** Objective **
List each line in the items below that contains the string "post", treating uppercase and lowercase as different.

[Dataset excerpt]
____________
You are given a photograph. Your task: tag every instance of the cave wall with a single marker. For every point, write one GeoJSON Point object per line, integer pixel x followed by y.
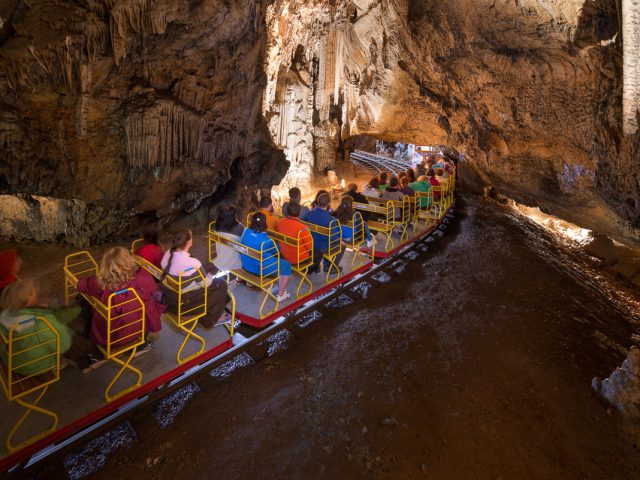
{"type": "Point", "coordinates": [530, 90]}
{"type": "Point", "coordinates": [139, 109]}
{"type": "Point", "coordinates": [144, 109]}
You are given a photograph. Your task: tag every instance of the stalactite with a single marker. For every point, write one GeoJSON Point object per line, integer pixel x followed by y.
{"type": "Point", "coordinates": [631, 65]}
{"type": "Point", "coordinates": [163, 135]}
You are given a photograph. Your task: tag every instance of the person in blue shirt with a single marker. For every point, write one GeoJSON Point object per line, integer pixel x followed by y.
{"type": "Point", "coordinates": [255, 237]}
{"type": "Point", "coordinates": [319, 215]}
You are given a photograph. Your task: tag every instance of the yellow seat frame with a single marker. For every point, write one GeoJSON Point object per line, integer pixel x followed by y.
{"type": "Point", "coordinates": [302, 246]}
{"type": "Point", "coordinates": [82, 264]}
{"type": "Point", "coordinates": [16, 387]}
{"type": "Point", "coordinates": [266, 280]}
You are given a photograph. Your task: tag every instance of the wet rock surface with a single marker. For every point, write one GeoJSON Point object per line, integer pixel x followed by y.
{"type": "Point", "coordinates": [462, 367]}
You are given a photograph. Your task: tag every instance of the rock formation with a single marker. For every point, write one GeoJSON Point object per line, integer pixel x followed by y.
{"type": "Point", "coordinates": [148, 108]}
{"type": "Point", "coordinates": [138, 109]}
____________
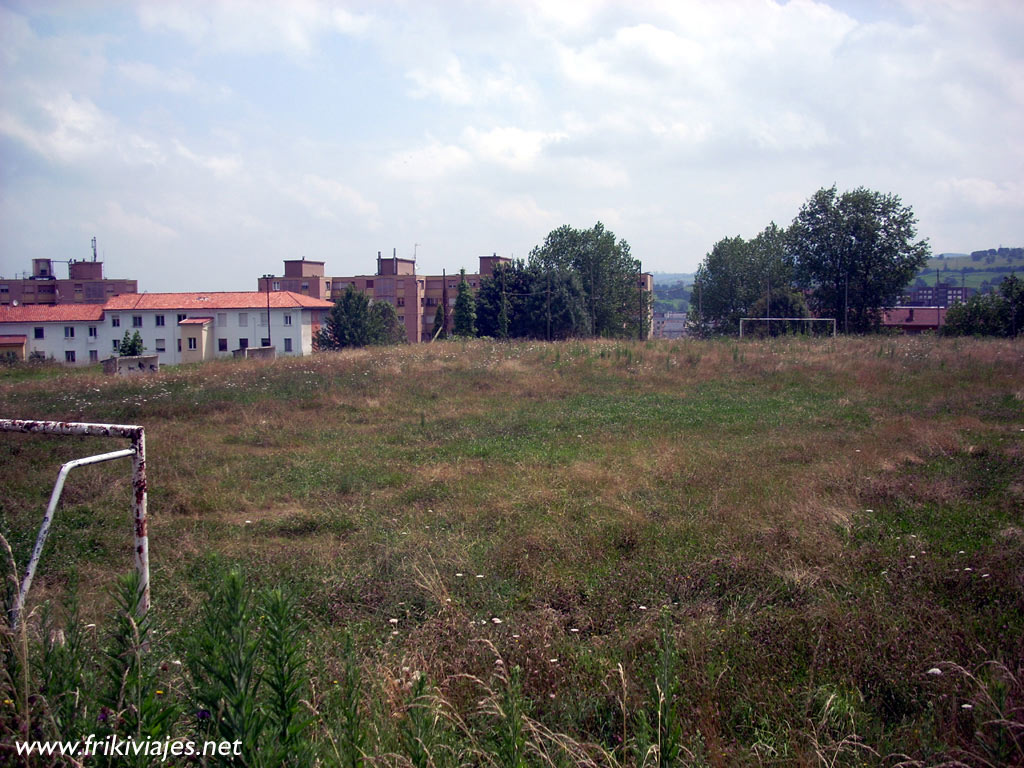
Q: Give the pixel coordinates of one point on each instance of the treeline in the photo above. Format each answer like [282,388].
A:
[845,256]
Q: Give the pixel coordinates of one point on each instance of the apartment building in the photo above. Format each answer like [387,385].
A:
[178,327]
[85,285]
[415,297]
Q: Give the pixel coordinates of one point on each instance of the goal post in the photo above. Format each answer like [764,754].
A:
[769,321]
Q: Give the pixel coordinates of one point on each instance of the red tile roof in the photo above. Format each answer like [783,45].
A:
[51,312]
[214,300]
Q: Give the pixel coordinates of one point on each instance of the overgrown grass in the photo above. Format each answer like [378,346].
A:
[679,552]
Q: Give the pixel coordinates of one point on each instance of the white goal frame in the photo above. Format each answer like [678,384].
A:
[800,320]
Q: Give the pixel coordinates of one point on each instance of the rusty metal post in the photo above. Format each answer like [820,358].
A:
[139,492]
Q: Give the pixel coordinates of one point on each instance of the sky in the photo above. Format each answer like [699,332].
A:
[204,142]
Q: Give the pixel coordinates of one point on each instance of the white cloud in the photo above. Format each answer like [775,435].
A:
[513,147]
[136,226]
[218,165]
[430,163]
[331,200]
____________
** Answer to the task **
Q: Give the pixel coordinates of one point on each instance of the goal post in the photo above. Format each answer like [764,754].
Q: Give the pixel coordinates of one point on each instance of the rusty metal post in the photo above. Format each answer like [820,358].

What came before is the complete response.